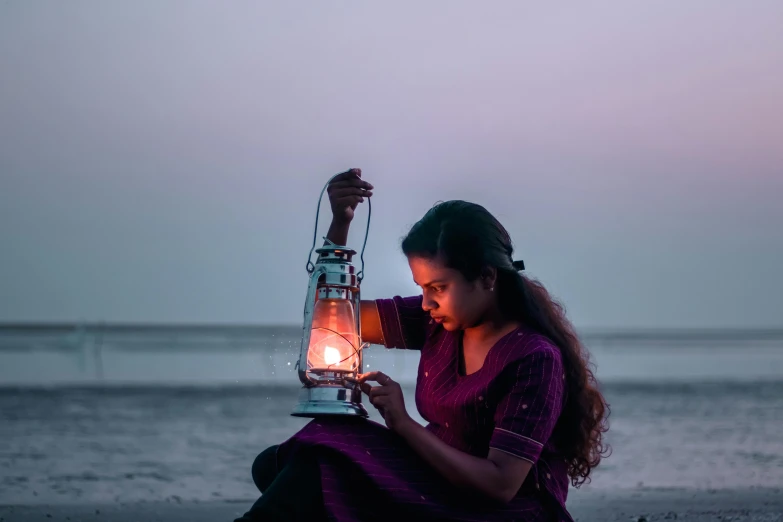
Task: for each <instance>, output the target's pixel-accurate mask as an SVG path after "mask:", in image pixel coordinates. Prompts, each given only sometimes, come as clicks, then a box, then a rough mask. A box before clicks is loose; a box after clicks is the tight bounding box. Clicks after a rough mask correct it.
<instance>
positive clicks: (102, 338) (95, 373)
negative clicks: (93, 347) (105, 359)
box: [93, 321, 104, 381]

* * *

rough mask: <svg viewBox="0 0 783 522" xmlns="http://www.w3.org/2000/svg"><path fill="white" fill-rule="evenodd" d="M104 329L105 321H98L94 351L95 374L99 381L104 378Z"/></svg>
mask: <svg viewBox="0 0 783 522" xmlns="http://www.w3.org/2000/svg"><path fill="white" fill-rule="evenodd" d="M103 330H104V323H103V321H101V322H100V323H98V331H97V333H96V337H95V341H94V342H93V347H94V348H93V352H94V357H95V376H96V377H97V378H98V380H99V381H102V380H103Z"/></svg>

--

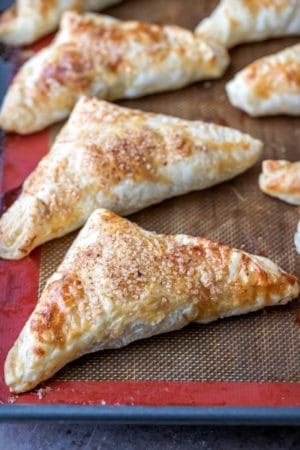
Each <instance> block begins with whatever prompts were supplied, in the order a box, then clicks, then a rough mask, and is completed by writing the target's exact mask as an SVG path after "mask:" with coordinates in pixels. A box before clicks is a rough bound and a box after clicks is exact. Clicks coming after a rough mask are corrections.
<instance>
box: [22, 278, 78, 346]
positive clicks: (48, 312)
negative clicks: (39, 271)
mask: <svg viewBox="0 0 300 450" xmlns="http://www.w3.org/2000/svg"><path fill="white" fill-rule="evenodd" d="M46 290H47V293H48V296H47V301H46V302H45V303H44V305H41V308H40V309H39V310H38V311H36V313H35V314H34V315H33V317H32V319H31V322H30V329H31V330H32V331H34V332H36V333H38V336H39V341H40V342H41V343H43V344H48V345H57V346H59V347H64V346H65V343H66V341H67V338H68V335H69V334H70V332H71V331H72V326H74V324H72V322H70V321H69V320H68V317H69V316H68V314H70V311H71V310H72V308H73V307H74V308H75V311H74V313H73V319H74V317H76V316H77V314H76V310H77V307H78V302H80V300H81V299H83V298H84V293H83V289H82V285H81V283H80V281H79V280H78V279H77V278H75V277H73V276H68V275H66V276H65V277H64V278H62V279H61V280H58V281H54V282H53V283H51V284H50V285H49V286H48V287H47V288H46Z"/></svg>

[Task objective]
Repeat the items running from the line that contains "Task: for each" up to and including the line that contains "box: [93, 321, 104, 381]".

[Expected output]
Task: for each <instance>, output the target's pixel-accurate mask as an SVG path after "mask:", in image pixel coordinates. Prompts, each given only sometimes, come as clicks, then a box, then a rough mask. A box before clicks is loose; a box after clicks is the tight bounding box. Clicks after a rough mask correct it.
<instance>
positive clicks: (102, 338) (95, 373)
negative clicks: (93, 347) (105, 359)
box: [93, 321, 104, 381]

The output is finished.